* EXERCISE INSTRUCTIONS *
1. According to the Riak MDC Replication page, why must you install the Riak-Repl check yourself? Answer in one to three sentences.
2. Write the next part of the Riak MDC Replication page, picking up right after its final line.

## start SELECTED EXCERPT

Riak MDC Replication

Supported OS Linux Mac OS Windows

Integration version1.0.1

Overview

This check monitors Riak replication riak-repl.

Setup

The Riak-Repl check is not included in the Datadog Agent package, so you need to install it.

Installation

For Agent v7.21+ / v6.21+, follow the instructions below to install the Riak-Repl check on your host. See Use Community Integrations to install with the Docker Agent or earlier versions of the Agent.

  1. Run the following command to install the Agent integration:

    datadog-agent integration install -t datadog-riak_repl==<INTEGRATION_VERSION>
    
  2. Configure your integration similar to core integrations.

Configuration

  1. Edit the riak_repl.d/conf.yaml file, in the conf.d/ folder at the root of your Agent’s configuration directory to start collecting your riak_repl performance data. See the sample riak_repl.d/conf.yaml for all available configuration options.

  2. Restart the Agent

Validation

Run the Agent’s status subcommand and look for riak_repl under the Checks section.

Data Collected

Metrics

riak_repl.server_bytes_sent
(gauge)

## end SELECTED EXCERPT
## start DATA ROWS

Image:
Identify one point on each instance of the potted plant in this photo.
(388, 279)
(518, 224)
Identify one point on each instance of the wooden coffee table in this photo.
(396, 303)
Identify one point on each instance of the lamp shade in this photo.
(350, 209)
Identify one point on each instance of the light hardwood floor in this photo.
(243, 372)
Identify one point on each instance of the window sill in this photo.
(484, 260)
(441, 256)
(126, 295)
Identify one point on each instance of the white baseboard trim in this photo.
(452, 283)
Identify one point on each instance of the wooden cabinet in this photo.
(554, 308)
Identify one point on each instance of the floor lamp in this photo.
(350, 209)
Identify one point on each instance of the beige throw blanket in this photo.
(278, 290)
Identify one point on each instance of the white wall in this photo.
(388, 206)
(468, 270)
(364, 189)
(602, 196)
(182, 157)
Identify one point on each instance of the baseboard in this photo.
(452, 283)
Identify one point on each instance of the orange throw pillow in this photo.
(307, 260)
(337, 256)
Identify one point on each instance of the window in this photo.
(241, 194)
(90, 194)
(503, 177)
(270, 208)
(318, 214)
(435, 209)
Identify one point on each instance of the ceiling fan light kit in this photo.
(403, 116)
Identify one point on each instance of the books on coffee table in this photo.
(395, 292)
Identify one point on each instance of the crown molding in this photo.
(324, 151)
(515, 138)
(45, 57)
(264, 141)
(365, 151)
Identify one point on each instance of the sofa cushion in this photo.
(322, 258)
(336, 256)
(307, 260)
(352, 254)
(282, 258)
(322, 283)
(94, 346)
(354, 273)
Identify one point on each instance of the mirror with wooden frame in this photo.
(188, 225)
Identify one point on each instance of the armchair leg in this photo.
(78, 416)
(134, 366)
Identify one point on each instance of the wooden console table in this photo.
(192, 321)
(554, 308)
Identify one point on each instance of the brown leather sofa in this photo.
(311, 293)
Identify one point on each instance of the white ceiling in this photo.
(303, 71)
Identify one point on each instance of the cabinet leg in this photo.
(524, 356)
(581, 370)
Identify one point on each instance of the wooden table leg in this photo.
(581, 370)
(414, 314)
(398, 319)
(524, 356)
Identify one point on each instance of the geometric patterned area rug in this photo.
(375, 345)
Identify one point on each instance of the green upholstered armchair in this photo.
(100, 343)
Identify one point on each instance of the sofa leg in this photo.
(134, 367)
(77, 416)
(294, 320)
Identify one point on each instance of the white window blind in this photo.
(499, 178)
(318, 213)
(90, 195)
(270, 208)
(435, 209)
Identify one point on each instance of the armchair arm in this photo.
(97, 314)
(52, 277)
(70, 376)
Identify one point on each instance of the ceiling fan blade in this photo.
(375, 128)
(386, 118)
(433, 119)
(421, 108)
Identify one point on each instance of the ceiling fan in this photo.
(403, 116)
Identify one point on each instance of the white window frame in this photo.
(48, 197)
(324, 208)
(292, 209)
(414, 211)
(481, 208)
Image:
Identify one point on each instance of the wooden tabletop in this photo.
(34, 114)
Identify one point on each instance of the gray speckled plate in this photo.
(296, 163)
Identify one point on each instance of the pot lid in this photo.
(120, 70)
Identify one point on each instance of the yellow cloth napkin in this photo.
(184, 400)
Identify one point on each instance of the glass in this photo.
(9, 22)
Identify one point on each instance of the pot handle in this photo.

## end DATA ROWS

* TASK RESULTS *
1. You must install the Riak-Repl check yourself because it is not included in the Datadog Agent package.

2.
Total number of bytes the primary has sent
Shown as byte
riak_repl.server_bytes_recv
(gauge)
Total number of bytes the primary has received
Shown as byte
riak_repl.server_connects
(gauge)
Number of times the primary connects to the client sink
Shown as connection
riak_repl.server_connect_errors
(gauge)
The number of listener to site connection errors
Shown as error
riak_repl.server_fullsyncs
(gauge)
Number of fullsync operations since the server was started
Shown as occurrence
riak_repl.client_bytes_sent
(gauge)
Total number of bytes sent to all connected secondaries
Shown as byte
riak_repl.client_bytes_recv
(gauge)
Total number of bytes the client has received since the server has been started
Shown as byte
riak_repl.client_connects
(gauge)
Total number of sink connections made to this node
Shown as connection
riak_repl.client_connect_errors
(gauge)
Total number of sink connection errors to this node
Shown as connection
riak_repl.client_redirect
(gauge)
Count of client connects to a non-leader node that are redirected to a leader node
Shown as connection
riak_repl.objects_dropped_no_clients
(gauge)
Total number of objects dropped from a full realtime queue
Shown as object
riak_repl.objects_dropped_no_leader
(gauge)
Total number of objects dropped by a sink with no leader
Shown as object
riak_repl.objects_sent
(gauge)
Total number of objects sent via realtime replication
Shown as object
riak_repl.objects_forwarded
(gauge)
Total number of objects forwarded to the leader
Shown as object
riak_repl.elections_elected
(gauge)
Total number of times a new leader has been elected
Shown as occurrence
riak_repl.elections_leader_changed
(gauge)
Total number of times a Riak node has surrendered leadership
Shown as occurrence
riak_repl.rt_source_errors
(gauge)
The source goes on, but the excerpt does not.